= TEXT UNDER STUDY =

Start of Block

Zika is now present in 23 countries and territories in the Americas. Brazil, the hardest-hit country, has reported around 3,700 cases of the devastating birth defect called microcephaly that are strongly suspected to be related to Zika.
The Geneva-based World Health Organization (WHO), stung by criticism that it reacted too slowly to West Africa's Ebola epidemic, convenes an emergency meeting on January 25 to help determine its response to the spread of the virus.
|Gleyse Kelly holds her daugther Maria Geovana, who has microcephaly, in Recife, Brazil, January 25, 2016. Health authorities in the Brazilian state at the center of a rapidly spreading Zika outbreak have been overwhelmed by the alarming surge in cases of babies born with microcephaly, a neurological disorder associated to the mosquito-borne virus
The U.S. Centers for Disease Control and Prevention has activated an emergency operations center staffed around the clock to address Zika, agency officials told Reuters.
On January 28, the WHO said as many as 4 million people in the Americas may become infected by Zika, adding urgency to the research efforts. Vaccine developers made clear a vaccine for widespread public use is at least months, if not years, away.
The closest prospect may be from a consortium including drugmaker Inovio Pharmaceuticals Inc (INO.O) that could have a vaccine ready for emergency use before year-end, according to one of its lead developers. Inovio's share price gained more than 15 percent in Friday trading.

End of Block

= CHECK YOUR UNDERSTANDING =
• A. In the Zika article, rewrite the passage that begins with the words "The Geneva-based World" and ends with "of the virus.", putting "cholera" in place of "Ebola".
• B. Extend the Zika article past its final sentence.

= GIVEN MATERIAL =
Start of Block

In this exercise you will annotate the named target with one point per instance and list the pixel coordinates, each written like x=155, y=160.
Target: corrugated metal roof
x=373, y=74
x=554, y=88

End of Block

= ANSWERS FOR THE TASKS =
• A.
The Geneva-based World Health Organization (WHO), stung by criticism that it reacted too slowly to West Africa's cholera epidemic, convenes an emergency meeting on January 25 to help determine its response to the spread of the virus.

• B.
Canadian scientist Gary Kobinger told Reuters on Thursday the first stage of testing on humans could begin as early as August. If successful, the vaccine might be used during a public health emergency by October or November, said Kobinger, who helped develop a trial vaccine for the Ebola virus.
Privately owned vaccine developer Hawaii Biotech Inc said it began a formal program to test a Zika vaccine last fall as the virus started to gain traction in Brazil, although it has no timetable yet for clinical trials.
"Right now, we are in the pre-clinical stage, as I suspect everyone is," Chief Executive Officer Dr. Elliot Parks told Reuters.
Another private vaccine developer, Boston-based Replikins Ltd, said it was preparing to start animal studies on a Zika vaccine in the next 10 days. Data from the trials on mice and rabbits would likely be out in the next couple of months, Replikins Chairman Samuel Bogoch told Reuters.
"No one has the US$500 million on hand to take it (a vaccine) all the way to human trials. Somewhere along the course we hope to have big pockets join us," Bogoch said.